Segment Start: TEXT SHOWN
Louis DeJoy, the embattled postmaster general, defended his first two months overseeing the Postal Service to a Senate committee Friday morning and said he was “extremely highly confident” that even mail-in ballots sent close to Election Day would be delivered on time.
“We will scour every plant each night leading up to Election Day,” Mr. DeJoy said in response to a question from Senator Mitt Romney, Republican of Utah, as he testified for over two hours before the Senate Homeland Security and Governmental Affairs Committee.
Mr. DeJoy, a major donor to President Trump, said he was not working on behalf of the White House and called allegations that he was intentionally trying to slow mail-in balloting ahead of the 2020 election “outrageous.”
“There has been no changes to any policies with regard to election mail,” Mr. DeJoy told the lawmakers, adding, “The Postal Service is fully capable and committed to delivering the nation’s election mail fully and on time.”
Mr. DeJoy is at the center of a firestorm as recent cost-cutting measures at the Postal Service — including reducing overtime and removal of mail-sorting machines — have led to delivery delays and fueled concerns that the post office might not be able to handle a crush of mail-in ballots for the 2020 election in the midst of a pandemic.
Mr. Trump has stoked those concerns by deriding the Postal Service as a “joke” and repeatedly questioning the legitimacy of mail-in voting. “The honorable thing to do is drop the Mail-In Scam before it is too late!” he wrote on Twitter last week.
Mr. DeJoy had announced on Tuesday that he would suspend many of the changes underway until after the election, including curtailing post office hours and removing postal boxes. But that has done little to mollify Democrats and voting-rights advocates who want him to reverse changes that have already taken effect. Even as Mr. DeJoy tesitified on Friday, six state attorneys general sued him and the Postal Service in Federal District Court, arguing that changes at the service were an attempt to disenfranchise voters.
Segment End: TEXT SHOWN
Segment Start: DATASET RECORDS
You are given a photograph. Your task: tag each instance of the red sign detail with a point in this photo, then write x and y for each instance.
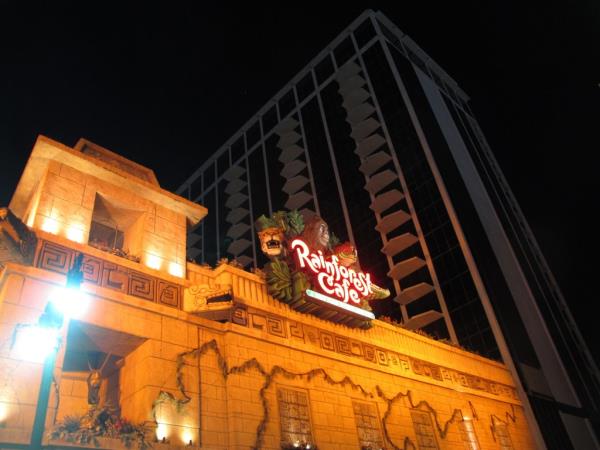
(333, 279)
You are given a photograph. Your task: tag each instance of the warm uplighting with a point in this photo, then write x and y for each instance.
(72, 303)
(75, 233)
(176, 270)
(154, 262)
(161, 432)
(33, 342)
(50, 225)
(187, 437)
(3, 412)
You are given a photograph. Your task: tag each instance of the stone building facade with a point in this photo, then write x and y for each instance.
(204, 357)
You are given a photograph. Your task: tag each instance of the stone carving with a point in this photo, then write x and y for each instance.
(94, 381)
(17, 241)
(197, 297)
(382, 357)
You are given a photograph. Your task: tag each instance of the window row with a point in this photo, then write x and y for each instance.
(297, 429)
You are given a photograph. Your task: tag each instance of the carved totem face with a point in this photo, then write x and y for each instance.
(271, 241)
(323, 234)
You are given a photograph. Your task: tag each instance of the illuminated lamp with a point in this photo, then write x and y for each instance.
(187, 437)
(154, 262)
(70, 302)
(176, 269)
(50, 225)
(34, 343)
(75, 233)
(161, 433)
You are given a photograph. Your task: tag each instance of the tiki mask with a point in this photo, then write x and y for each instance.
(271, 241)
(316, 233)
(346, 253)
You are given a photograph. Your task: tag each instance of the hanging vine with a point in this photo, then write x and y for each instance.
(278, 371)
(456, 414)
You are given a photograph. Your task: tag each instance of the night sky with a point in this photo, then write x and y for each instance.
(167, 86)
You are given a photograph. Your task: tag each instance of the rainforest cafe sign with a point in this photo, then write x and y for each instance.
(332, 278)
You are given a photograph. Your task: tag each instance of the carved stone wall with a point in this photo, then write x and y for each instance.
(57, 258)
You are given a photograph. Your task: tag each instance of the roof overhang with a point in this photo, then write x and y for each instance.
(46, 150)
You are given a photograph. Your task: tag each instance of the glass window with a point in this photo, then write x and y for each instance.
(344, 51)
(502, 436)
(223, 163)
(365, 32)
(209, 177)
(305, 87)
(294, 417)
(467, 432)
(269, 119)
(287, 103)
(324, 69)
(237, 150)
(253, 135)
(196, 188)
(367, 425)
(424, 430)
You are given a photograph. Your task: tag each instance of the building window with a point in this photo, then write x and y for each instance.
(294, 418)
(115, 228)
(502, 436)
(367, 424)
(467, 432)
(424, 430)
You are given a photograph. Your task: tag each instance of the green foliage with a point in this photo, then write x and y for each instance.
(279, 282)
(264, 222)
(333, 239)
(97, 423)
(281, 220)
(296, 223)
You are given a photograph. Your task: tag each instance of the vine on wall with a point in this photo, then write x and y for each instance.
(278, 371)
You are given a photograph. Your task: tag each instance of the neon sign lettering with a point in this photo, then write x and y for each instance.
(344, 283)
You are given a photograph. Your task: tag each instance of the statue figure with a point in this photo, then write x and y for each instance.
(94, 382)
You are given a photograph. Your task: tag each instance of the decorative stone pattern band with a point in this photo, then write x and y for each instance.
Segment End: DATASET RECORDS
Segment Start: DATASET RECORDS
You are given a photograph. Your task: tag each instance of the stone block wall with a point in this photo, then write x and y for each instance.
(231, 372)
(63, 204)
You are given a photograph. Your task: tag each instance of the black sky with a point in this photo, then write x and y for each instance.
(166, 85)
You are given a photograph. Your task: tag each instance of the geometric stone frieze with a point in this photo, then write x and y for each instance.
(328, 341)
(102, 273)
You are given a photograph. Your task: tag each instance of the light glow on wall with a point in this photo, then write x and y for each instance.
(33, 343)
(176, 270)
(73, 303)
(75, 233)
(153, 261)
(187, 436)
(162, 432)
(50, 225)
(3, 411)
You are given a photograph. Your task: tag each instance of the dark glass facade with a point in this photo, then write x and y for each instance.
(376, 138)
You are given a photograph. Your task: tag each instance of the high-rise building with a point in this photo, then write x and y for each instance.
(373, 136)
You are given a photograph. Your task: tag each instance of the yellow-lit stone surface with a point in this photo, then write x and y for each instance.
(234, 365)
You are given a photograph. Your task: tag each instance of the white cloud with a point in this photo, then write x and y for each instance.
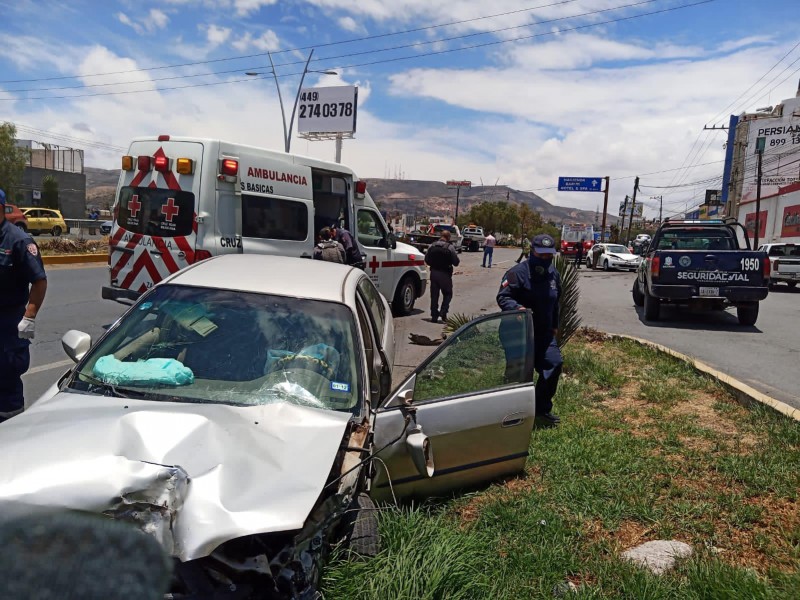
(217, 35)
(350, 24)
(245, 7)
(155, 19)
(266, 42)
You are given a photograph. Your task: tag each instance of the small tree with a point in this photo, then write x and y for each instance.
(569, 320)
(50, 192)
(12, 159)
Segment End: DATASET RECORDS
# DIRECTIONS
A. According to the article about Louis DeJoy's Senate testimony, how long did he testify before the committee?
B. Copy the part of the article about Louis DeJoy's Senate testimony that opens with the words containing "Mr. Trump has" and closes with "Twitter last week.".

# SOLUTIONS
A. For over two hours.

B.
Mr. Trump has stoked those concerns by deriding the Postal Service as a “joke” and repeatedly questioning the legitimacy of mail-in voting. “The honorable thing to do is drop the Mail-In Scam before it is too late!” he wrote on Twitter last week.